Tekstfragment:
########
# Ik ... waarden: hoe?



## ThomasK

Ik wilde even polsen hoe jullie deze relatie zouden beschrijven (statisch, of meer dynamisch)... 

Eerder statisch: ik had gedacht aan 
- ik hecht belang aan [die] W (vind die W belangrijk, ...)
- ik hecht aan die W (? - in Vlaanderen ongebruikelijk)
- ik ben mij bewust van die W (?) > ik ben W-bewust (milieubewust, trendbewust, ...)
- ik heb oog voor die W
- ze lijken mij belangrijk.
..

Eerder dynamisch: vermoedelijk
- ik streef naar (de implementatie van ?) die W
- ik kom op voor die waarden 
- ik beoog die waarden, heb die waarden op het oog (?) 
- ik werk aan die waarden 
...

Het lijkt mij nogal formeel, of gekunsteld. Misschien zijn er omschrijvingen mogelijk. 

BTW/ tussen haakjes: vind je daarvoor een overkoepelend begrip, evt. in het Engels ? (_Attachment _?)


----------



## ThomasK

ik praat nog even verder met mezelf: 
- waarden voorstaan
- ik sta achter die waarden (en _ik ben er een voorstander van _???)
- pleiten voor 
- benadrukken


----------



## Peterdg

Thomas,

Ik zou wel iets willen zeggen maar ik heb er _begot_ geen flauw idee van wat je bedoelt. (en ik denk de anderen ook niet)


----------



## ThomasK

Tja, ik dacht dat het duidelijk was, maar... niet dus. Je moet het dus bekijken als een lexicale kwestie: welke woorden gebruiken we om onze relatie met waarden _[die je natuurlijk concreet zou kunnen maken: gezondheid, geluk, ..., geld]_ te beschrijven. Ik moest anderstalige studenten namelijk helpen om te spreken over de waarden waarmee ze rekening houden wanneer ze shoppen of nee, gewoon dingen kopen. Dat doen we meestal in een zinstype zoals "Ik ... [waarden]" (zie hierboven). 

 Zo kwam ik op die woorden, en dat leek mij een interessante groep. Ik wou die nog wat uitbreiden - maar dat blijkt nu niet zo evident. Daarnet vond ik er nog wat door te google op "wij * waarden"... Zoals gezegd: ik denk dat het gaat over hoe je je band met waarden beschrijft (_vasthouden aan, waarde hechten aan_), en/of hoe je die band wil aanhalen (_streven naar_, ...)...


----------



## petoe

Ik laat me leiden door, ik word gedreven door ...
Je kan ook waarden _aanhangen_.


----------



## ThomasK

Juist ! Interessante aanvulling: de passieve versie, waarbij de waarden als het ware de hoofdrol spelen... O ja, en: 'Ik laat me verleiden door...' ;-)
########
Gegevens:
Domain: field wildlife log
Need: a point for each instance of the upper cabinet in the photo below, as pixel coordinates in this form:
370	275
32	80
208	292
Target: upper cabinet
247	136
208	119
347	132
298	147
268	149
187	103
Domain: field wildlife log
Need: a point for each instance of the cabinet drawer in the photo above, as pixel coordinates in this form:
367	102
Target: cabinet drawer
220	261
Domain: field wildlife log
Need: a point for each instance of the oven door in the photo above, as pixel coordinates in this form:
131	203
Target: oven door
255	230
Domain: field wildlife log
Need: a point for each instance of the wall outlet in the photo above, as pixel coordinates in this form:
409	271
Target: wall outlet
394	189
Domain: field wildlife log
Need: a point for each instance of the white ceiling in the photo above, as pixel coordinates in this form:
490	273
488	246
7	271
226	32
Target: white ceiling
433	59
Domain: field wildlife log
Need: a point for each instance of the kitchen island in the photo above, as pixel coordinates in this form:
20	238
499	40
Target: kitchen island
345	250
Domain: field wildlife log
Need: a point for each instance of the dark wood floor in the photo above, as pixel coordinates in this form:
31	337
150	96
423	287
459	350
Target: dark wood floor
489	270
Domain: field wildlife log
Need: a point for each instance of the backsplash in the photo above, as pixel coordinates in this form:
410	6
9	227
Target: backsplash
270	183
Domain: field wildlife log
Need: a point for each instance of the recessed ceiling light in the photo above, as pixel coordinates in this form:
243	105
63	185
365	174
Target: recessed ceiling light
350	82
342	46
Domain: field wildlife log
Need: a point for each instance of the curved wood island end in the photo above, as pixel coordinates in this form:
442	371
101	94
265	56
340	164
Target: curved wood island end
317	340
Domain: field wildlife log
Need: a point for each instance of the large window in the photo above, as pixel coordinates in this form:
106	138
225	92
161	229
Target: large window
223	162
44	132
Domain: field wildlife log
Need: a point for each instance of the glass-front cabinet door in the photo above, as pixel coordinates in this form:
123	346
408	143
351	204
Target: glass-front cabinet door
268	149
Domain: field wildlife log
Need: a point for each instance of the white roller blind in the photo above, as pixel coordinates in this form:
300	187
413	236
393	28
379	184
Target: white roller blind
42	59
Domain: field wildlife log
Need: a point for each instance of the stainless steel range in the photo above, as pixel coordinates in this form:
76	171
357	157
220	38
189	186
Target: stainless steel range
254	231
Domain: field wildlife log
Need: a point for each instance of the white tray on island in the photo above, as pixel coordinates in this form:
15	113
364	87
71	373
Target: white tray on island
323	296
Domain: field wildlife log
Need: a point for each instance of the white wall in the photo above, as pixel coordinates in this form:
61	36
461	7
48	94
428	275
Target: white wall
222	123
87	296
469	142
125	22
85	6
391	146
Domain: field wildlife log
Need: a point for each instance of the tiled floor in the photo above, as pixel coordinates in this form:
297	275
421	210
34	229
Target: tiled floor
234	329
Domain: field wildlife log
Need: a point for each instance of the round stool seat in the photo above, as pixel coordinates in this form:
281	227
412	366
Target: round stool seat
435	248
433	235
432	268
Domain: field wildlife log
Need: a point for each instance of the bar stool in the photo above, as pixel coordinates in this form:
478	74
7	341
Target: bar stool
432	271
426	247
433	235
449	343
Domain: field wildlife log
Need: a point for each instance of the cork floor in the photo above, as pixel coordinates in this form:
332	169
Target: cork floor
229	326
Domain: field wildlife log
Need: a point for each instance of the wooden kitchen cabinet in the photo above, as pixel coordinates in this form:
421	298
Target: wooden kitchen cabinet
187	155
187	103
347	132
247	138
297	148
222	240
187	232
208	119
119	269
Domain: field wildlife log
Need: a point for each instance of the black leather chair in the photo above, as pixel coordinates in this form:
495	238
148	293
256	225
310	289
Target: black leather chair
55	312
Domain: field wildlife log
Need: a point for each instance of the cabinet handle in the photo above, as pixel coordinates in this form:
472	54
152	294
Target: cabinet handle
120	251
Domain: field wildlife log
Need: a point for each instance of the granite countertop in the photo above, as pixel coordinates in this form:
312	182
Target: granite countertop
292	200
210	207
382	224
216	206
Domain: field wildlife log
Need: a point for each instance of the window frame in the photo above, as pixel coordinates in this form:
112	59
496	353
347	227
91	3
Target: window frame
########
Opdrachten:
1) Geef bij elke uitspraak aan of die klopt met de forumdiscussie. Antwoord met ja of nee en citeer letterlijk de woorden uit de forumdiscussie die de doorslag geven.
(a) ThomasK noemt "ik hecht aan die W" ongebruikelijk in Vlaanderen.
(b) Peterdg begrijpt wat ThomasK bedoelt.
(c) ThomasK moest Nederlandstalige studenten helpen.
2) Zoek in de items elke regel met de tekenreeks "cork" en neem die regel over. Let op hoofdletters en kleine letters.

Antwoorden per opdracht:
1)
(a) Ja: "ik hecht aan die W (? - in Vlaanderen ongebruikelijk)"
(b) Nee: "geen flauw idee van wat je bedoelt"
(c) Nee: "Ik moest anderstalige studenten namelijk helpen"

2)
Need: a point for each instance of the cork floor in the photo above, as pixel coordinates in this form:
Target: cork floor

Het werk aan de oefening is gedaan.